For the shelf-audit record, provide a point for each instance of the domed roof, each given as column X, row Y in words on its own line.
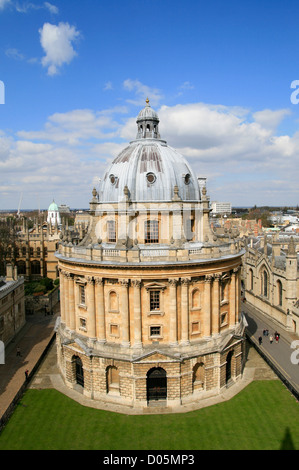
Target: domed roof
column 148, row 169
column 53, row 207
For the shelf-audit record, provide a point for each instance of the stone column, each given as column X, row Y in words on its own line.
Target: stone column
column 72, row 313
column 100, row 310
column 185, row 311
column 137, row 314
column 232, row 299
column 125, row 326
column 173, row 314
column 62, row 294
column 207, row 327
column 90, row 302
column 215, row 305
column 238, row 293
column 66, row 298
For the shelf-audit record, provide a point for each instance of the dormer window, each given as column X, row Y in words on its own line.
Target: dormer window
column 113, row 179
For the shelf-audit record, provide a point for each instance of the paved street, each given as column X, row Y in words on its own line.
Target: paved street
column 279, row 353
column 37, row 332
column 32, row 341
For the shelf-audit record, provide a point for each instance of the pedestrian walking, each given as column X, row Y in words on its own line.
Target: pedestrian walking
column 277, row 337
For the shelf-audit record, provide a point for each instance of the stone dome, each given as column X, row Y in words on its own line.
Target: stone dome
column 53, row 207
column 148, row 169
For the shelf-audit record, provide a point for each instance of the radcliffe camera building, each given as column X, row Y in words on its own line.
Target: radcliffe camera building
column 150, row 298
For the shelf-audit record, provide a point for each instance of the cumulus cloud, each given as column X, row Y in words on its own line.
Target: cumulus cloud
column 4, row 3
column 57, row 42
column 142, row 92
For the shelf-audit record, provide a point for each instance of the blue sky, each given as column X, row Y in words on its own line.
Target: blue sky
column 218, row 73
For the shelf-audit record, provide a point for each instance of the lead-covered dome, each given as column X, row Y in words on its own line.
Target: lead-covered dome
column 149, row 169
^^^^
### What you have to do
Write out all of the lines above word for word, and leave the pictures out of your copy.

### Answer for the task
For the shelf-audit record, provide a point for each instance of the domed roof, each given as column X, row Y in words on its own line.
Target: domed roof
column 148, row 169
column 53, row 207
For the shelf-audit record, provide a point for each instance of the stone column, each given as column X, row Y in words on its own line.
Target: stone column
column 72, row 313
column 100, row 310
column 185, row 311
column 137, row 314
column 232, row 299
column 125, row 326
column 173, row 314
column 62, row 294
column 207, row 327
column 90, row 302
column 215, row 305
column 238, row 293
column 66, row 298
For the shelf-audit record, provide a point for each instance of the dormer window, each given as column X, row Y in words on its own line.
Target: dormer window
column 113, row 179
For the shelf-audit record, provide a point for each instance of the paved street, each given as column X, row Y in words on its own line.
Target: paved street
column 279, row 353
column 37, row 332
column 32, row 341
For the shelf-audit record, provide a point for each instance of the pedestrian walking, each given as column X, row Y in words on its own line.
Target: pedestrian walking
column 277, row 337
For the shelf-audit record, provide a point for each instance of the stone dome, each given as column X, row Y in words on its own line.
Target: stone dome
column 53, row 207
column 148, row 169
For the shelf-audit record, provide a point for each instance of the radcliffe camera building, each given as column X, row Y in words on its own line.
Target: radcliffe camera building
column 150, row 298
For the shelf-audit record, provide a point for each instance of the cumulus cloud, each given as column X, row Y in words on its own line.
Target: cumulus cloud
column 4, row 3
column 57, row 42
column 142, row 92
For the shelf-audit record, provide a point for each instance of the blue sky, each given as column X, row Y in words on its own line.
Target: blue sky
column 218, row 73
For the shelf-audit record, provide a point for each instance of the lead-covered dome, each given as column X, row Y in words on its own line.
Target: lead-covered dome
column 149, row 169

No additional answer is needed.